Tarefa proposta 1:
Volta a escrever, sem mudar nada, a parte do trecho sobre o princípio do contraditório que começa em "O juiz de 1.ª" e segue até "princípio do contraditório?".

Excerto do texto:
____________

Constituem exceção a esta regra, nos termos do citado n.º 3 do art.º 3.º, os casos de manifesta desnecessidade.

Dispensou-se a observância do contraditório nas situações de manifesta desnecessidade” isto é “quando - nomeadamente por se tratar de questões simples e incontroversas - tal audição se configure como verdadeiro ‘ato inútil’(…) só deverá ter lugar quando se trate de apreciar questões jurídicas suscetíveis de se repercutirem, de forma relevante e inovatória, no conteúdo da decisão e quando não fosse exigível que a parte interessada a houvesse perspetivado durante o processo, tomando oportunamente posição sobre ela (Freitas, José Lebre de, Rendinha, João e Pinto, Rui, Código de Processo Civil Anotado, vol. 1.º, p. 33).

Lê-se no ac. da Relação de Guimarães de 19/4/2018 (proc. 75/08.4TBFAF.G1, José Alberto Dias): (…) impõe-se afinar o conceito de “manifesta desnecessidade” tendo presente que casos existem em que, não obstante se tratar de questões processuais ou de mérito, de facto ou de direito, não suscitadas pelas partes, estas tinham obrigação de prever que o tribunal podia decidir tais questões em determinado sentido, como veio a decidir, pelo que se não as suscitaram e não cuidaram em as discutir no processo, sibi imputet, não podendo razoavelmente considerar-se que, nesses casos, a decisão proferida pelo tribunal configure uma decisão-surpresa.

Tal solução legal confere ao juiz possibilidade de uma maior ponderação e contribui para uma maior eficácia e satisfação das partes ao verem, com o seu contributo, mais rapidamente resolvidos os seus interesses em litígio (in ac. Relação de Guimarães de 19-4-2018, proc. 533/04.0TMBRG-K.G1, Eugénia Cunha).

Cabe compaginar o princípio do contraditório com o princípio da proibição da prática de atos inúteis previsto no art.º 130.º do C.P.C.. Assim, só deve haver lugar ao exercício do contraditório se este for suscetível de influenciar a decisão do tribunal. De outro modo, será inútil.

Vejamos, então, a aplicação do princípio aos presentes autos, na fase processual em causa.
O juiz de 1.ª instância absolveu o requerido da instância com fundamento na verificação da exceção de caso julgado imediatamente após a entrada da ação em juízo, sem que antes tivesse advertido a requerente de que o iria fazer.

Este procedimento consubstanciará uma violação do princípio do contraditório?

Afigura-se-nos que a resposta a esta questão não poderá deixar de ser negativa.

A requerente sabia ter proposto ação com conteúdo em tudo idêntico aos dos presentes autos, pelo que tinha obrigação de prever que o tribunal poderia vir a decidir no sentido em que o fez.

____________

Tarefa proposta 2:
Passa para CSV os registos desde o início até à linha com "[(827, 455), (324, 442)]", incluída. Usa duas colunas, pedido e resposta, e faz uma linha por pedido, com cada campo entre aspas e as quebras de linha trocadas por espaços.

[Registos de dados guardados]
____________

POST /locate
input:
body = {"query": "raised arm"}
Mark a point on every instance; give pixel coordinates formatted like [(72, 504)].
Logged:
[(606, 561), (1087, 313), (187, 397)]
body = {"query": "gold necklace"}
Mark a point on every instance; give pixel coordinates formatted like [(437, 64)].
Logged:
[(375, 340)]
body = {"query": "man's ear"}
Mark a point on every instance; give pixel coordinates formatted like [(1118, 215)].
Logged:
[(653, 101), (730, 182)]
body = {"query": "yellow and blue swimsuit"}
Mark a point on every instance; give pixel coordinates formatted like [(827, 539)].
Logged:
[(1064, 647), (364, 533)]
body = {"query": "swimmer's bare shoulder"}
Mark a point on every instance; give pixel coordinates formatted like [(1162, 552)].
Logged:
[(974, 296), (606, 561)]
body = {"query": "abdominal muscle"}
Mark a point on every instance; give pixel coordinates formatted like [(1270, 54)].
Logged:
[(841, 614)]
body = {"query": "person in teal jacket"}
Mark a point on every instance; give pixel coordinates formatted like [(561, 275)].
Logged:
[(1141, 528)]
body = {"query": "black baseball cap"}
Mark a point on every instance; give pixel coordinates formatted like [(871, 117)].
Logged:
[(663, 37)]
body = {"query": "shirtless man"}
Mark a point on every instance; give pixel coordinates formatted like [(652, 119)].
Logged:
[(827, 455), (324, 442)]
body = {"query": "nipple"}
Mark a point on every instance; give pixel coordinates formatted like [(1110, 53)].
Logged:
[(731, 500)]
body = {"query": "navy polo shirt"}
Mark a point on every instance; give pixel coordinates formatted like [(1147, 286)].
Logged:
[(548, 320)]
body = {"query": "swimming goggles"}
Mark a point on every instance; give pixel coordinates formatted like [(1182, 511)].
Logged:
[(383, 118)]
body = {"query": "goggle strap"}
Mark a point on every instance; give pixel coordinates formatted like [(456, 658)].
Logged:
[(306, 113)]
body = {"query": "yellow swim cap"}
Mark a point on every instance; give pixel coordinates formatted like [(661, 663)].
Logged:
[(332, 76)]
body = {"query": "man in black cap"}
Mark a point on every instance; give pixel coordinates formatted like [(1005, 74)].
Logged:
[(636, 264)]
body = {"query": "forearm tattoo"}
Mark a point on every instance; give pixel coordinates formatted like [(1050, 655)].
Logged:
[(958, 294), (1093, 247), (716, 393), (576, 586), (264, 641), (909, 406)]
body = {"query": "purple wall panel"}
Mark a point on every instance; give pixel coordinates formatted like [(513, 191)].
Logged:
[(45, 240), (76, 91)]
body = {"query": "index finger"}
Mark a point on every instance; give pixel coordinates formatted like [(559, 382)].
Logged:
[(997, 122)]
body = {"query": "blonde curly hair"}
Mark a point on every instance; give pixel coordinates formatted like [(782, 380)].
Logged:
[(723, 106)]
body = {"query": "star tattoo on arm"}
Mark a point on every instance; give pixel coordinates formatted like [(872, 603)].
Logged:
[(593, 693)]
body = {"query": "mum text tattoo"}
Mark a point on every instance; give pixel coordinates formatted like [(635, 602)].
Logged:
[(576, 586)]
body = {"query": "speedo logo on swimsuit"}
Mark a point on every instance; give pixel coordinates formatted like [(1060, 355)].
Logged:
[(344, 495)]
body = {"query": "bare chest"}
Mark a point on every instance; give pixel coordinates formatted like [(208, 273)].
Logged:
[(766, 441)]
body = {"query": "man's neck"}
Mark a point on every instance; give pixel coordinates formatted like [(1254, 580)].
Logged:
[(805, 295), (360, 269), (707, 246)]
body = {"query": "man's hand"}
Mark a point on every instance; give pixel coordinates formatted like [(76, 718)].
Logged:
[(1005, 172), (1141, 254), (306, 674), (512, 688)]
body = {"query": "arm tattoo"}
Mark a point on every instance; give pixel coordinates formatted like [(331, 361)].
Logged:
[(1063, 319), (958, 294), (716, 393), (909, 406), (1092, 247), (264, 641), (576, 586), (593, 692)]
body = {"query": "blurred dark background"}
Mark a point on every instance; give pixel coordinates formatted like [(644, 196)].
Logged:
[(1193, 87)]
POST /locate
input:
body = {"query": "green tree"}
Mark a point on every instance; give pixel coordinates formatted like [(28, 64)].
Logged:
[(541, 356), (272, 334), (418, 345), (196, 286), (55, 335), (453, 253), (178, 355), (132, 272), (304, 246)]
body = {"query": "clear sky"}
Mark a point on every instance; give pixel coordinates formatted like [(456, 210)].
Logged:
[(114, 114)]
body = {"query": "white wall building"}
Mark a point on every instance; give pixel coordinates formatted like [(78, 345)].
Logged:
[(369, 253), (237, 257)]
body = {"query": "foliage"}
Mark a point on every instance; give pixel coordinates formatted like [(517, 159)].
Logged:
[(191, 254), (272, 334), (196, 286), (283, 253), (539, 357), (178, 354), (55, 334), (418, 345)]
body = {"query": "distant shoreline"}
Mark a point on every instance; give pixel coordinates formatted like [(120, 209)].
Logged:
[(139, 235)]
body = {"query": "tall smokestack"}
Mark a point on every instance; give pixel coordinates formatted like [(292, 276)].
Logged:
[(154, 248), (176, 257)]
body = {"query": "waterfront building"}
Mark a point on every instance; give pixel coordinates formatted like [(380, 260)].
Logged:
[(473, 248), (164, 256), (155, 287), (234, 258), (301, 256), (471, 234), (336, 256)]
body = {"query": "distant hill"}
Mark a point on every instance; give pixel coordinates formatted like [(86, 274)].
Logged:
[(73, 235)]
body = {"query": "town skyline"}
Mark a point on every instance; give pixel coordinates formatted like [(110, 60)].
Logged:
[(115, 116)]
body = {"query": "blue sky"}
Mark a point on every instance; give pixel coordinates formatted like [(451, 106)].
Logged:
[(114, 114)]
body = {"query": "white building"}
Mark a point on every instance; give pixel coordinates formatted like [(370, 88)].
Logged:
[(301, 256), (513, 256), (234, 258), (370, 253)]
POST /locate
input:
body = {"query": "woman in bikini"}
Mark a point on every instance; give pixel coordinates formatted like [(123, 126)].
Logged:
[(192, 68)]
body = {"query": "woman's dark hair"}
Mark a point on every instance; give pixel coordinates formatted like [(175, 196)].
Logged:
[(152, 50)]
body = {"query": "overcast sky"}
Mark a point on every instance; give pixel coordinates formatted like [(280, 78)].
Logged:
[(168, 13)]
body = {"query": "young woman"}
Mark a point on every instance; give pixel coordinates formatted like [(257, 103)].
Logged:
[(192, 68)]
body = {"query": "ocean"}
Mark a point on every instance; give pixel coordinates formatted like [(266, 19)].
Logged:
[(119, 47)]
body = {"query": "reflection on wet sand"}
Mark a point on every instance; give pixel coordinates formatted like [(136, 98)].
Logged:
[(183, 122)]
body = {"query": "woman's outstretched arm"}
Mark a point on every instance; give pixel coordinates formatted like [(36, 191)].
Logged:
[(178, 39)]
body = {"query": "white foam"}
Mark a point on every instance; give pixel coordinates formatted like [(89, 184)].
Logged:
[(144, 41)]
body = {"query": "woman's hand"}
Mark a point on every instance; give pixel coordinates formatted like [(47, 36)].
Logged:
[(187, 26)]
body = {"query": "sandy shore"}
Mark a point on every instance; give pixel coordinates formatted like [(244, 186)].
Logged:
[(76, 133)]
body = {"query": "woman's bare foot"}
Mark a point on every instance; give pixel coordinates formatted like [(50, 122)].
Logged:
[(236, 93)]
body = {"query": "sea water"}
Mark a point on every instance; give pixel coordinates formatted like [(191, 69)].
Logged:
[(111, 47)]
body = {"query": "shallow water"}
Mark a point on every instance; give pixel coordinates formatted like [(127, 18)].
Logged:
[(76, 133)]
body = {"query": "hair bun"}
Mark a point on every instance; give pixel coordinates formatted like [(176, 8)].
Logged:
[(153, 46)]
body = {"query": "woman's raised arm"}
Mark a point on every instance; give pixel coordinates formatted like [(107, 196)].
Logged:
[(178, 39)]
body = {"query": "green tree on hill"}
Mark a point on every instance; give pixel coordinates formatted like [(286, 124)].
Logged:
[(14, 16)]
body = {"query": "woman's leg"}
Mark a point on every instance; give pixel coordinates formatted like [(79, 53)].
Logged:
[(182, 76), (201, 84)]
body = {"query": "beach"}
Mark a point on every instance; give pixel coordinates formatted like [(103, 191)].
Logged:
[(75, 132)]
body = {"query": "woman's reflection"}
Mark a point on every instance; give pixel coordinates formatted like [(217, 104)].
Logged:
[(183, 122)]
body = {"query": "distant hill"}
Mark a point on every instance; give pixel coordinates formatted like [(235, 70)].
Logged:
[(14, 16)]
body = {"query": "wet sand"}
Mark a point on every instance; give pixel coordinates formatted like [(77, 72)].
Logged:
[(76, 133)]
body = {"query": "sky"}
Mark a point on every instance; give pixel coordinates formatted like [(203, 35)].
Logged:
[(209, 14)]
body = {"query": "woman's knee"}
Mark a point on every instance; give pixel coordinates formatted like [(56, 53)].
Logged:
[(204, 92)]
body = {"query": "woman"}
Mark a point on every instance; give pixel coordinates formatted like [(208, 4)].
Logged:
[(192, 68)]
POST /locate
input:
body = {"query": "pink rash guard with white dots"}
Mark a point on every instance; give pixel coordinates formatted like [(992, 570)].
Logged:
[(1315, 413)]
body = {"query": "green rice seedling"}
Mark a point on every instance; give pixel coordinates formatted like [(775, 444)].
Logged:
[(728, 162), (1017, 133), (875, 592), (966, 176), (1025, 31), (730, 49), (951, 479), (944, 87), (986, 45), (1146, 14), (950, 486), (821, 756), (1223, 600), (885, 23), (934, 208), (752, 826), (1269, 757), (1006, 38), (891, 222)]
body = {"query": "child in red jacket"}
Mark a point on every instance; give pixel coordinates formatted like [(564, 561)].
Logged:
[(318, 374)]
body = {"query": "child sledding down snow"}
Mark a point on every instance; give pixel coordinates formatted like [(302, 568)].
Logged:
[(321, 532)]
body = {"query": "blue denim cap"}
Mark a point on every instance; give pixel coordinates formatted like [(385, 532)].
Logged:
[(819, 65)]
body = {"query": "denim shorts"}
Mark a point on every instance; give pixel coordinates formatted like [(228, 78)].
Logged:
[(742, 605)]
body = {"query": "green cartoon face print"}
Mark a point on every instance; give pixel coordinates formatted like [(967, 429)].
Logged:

____________

Resposta final 1:
O juiz de 1.ª instância absolveu o requerido da instância com fundamento na verificação da exceção de caso julgado imediatamente após a entrada da ação em juízo, sem que antes tivesse advertido a requerente de que o iria fazer.

Este procedimento consubstanciará uma violação do princípio do contraditório?

Resposta final 2:
pedido,resposta
"POST /locate input: body = {""query"": ""raised arm""} Mark a point on every instance; give pixel coordinates formatted like [(72, 504)]. Logged:","[(606, 561), (1087, 313), (187, 397)]"
"body = {""query"": ""gold necklace""} Mark a point on every instance; give pixel coordinates formatted like [(437, 64)]. Logged:","[(375, 340)]"
"body = {""query"": ""man's ear""} Mark a point on every instance; give pixel coordinates formatted like [(1118, 215)]. Logged:","[(653, 101), (730, 182)]"
"body = {""query"": ""yellow and blue swimsuit""} Mark a point on every instance; give pixel coordinates formatted like [(827, 539)]. Logged:","[(1064, 647), (364, 533)]"
"body = {""query"": ""swimmer's bare shoulder""} Mark a point on every instance; give pixel coordinates formatted like [(1162, 552)]. Logged:","[(974, 296), (606, 561)]"
"body = {""query"": ""abdominal muscle""} Mark a point on every instance; give pixel coordinates formatted like [(1270, 54)]. Logged:","[(841, 614)]"
"body = {""query"": ""person in teal jacket""} Mark a point on every instance; give pixel coordinates formatted like [(561, 275)]. Logged:","[(1141, 528)]"
"body = {""query"": ""black baseball cap""} Mark a point on every instance; give pixel coordinates formatted like [(871, 117)]. Logged:","[(663, 37)]"
"body = {""query"": ""shirtless man""} Mark a point on every instance; give pixel coordinates formatted like [(652, 119)]. Logged:","[(827, 455), (324, 442)]"